- [Written exercise]:
Print every one of the rows below word for word, but leave the pictures out.

- [The records]:
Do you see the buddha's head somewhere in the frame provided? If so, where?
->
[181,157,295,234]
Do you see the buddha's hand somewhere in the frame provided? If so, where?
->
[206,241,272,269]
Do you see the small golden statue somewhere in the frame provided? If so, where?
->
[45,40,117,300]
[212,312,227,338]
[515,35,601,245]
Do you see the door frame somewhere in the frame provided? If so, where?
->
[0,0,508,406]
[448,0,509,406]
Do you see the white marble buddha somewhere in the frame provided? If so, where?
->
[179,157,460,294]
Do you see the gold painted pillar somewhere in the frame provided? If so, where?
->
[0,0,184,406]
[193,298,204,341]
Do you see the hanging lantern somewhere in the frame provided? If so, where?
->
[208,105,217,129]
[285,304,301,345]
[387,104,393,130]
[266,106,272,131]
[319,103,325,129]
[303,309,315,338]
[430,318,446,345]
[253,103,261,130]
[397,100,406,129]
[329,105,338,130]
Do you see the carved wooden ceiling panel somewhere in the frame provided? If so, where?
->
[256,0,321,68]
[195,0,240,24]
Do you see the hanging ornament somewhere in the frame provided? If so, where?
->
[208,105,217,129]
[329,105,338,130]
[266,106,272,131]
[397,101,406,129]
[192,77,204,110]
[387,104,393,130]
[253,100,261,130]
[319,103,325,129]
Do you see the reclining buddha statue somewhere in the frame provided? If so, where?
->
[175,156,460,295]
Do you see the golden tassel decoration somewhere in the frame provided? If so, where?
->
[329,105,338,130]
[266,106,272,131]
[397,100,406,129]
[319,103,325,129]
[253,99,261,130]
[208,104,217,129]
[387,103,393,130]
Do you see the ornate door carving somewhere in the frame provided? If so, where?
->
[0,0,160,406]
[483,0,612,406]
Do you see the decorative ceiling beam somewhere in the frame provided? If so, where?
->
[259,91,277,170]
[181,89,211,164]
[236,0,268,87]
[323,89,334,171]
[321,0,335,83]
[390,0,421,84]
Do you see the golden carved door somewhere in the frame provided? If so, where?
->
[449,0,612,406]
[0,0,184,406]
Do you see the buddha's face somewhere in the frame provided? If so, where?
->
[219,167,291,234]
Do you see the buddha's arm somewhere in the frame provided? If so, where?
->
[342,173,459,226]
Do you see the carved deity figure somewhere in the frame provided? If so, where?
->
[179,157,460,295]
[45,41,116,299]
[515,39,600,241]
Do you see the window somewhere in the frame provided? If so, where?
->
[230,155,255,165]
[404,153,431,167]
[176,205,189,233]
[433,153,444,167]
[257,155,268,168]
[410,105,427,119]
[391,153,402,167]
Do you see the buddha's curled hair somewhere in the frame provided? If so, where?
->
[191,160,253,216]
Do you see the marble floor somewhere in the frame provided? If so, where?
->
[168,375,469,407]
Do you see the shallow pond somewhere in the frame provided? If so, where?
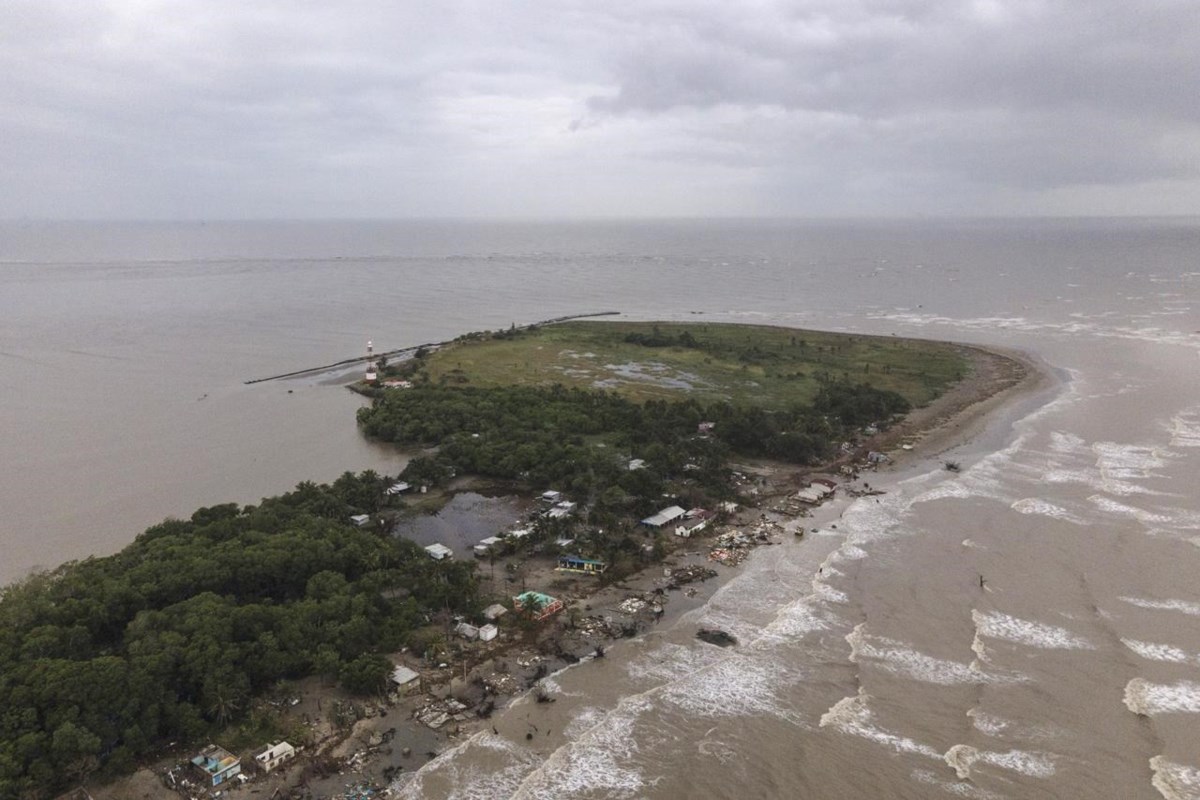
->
[394,492,529,558]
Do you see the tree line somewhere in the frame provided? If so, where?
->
[0,473,479,799]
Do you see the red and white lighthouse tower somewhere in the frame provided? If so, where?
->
[366,339,379,380]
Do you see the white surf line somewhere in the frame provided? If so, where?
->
[1118,597,1200,616]
[971,609,1096,650]
[1124,678,1200,716]
[1150,756,1200,800]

- [Written response]:
Do you see the buddha's head somewhere in the frame provided? If so, where?
->
[181,157,295,234]
Do you see the buddha's hand somewhere in the frame provided? If so, where?
->
[206,241,272,269]
Do you see the small golden statue somewhere in the frame provided? If so, where?
->
[45,40,117,300]
[212,312,227,338]
[515,35,601,245]
Do you see the door frame somewhere in the frame provided? If so, where?
->
[0,0,508,406]
[448,0,509,406]
Do you see the white marble buddha somewhere in the frame provided? If so, where?
->
[179,157,460,294]
Do you see the gold painted pillar somewhere in the frame provided? If so, where?
->
[0,0,184,406]
[193,298,204,341]
Do you see the hanging lantern somewhere in the frame provided? If so, where?
->
[208,105,217,129]
[285,304,301,345]
[387,104,393,130]
[266,106,272,131]
[319,103,325,129]
[303,309,315,338]
[430,318,446,345]
[253,103,261,130]
[397,100,406,129]
[329,105,338,130]
Do you see the carved wooden ceiling panel somewhere in the frame provided? If so, where?
->
[256,0,321,68]
[195,0,240,24]
Do you see the hanging ornament somewhere in the frame provided? If so, where?
->
[208,105,217,129]
[329,105,338,130]
[266,106,272,131]
[397,101,406,129]
[192,77,204,110]
[387,104,393,130]
[253,100,261,130]
[319,103,325,129]
Do you see the reclining buddha statue somewhere in the frame provided? If so, where?
->
[175,156,460,295]
Do you see the golden tassel decoration somewhere in the frame provided? If so, where?
->
[329,105,338,130]
[266,106,272,131]
[397,100,406,129]
[319,103,325,129]
[253,99,261,130]
[208,104,217,129]
[387,103,393,130]
Do you see the ornate door carving somewhere in the frame provided? If so, where?
->
[0,0,160,406]
[483,0,612,406]
Do you see the decorative ceiling beam somewhere in the frame provided? If so, where?
->
[259,91,277,170]
[181,89,211,164]
[236,0,268,87]
[323,89,334,171]
[321,0,335,83]
[390,0,421,84]
Do you see the golden carved door somewhere in the frame provided? If so, where?
->
[449,0,612,406]
[0,0,184,406]
Do you see the buddha's face somewhere in the frame provided? If so, where?
->
[219,167,291,234]
Do you see the buddha's arm somewhere in the frame provided? If so, where?
->
[342,173,459,226]
Do you see the carved deity figure somewhere in the frame provided? If so, where?
->
[179,157,460,295]
[45,41,116,299]
[515,39,600,241]
Do you see the window somewhere in the frame provided? If so, where?
->
[230,155,255,165]
[404,153,431,167]
[176,205,189,233]
[433,153,444,167]
[257,155,268,168]
[410,105,427,119]
[391,153,402,167]
Do you see the buddha's curled hair somewhere in the frame provided? If so, where?
->
[191,160,253,216]
Do you see the marble floor somewhere in the frame provided? If so, where?
->
[168,375,469,407]
Do you see the shallow pond somewhere in the frame provided? If so, where?
->
[394,492,529,558]
Do you see the tree line somewhere in the frame provided? If so, where?
->
[0,473,479,799]
Do you see the red and white lighthouse tower somewhere in the frame provided? If so, where?
->
[366,339,379,380]
Do you see the white surf line somewhere in the frame provided? If so, where?
->
[1118,597,1200,616]
[971,609,1096,650]
[1124,678,1200,716]
[1150,756,1200,800]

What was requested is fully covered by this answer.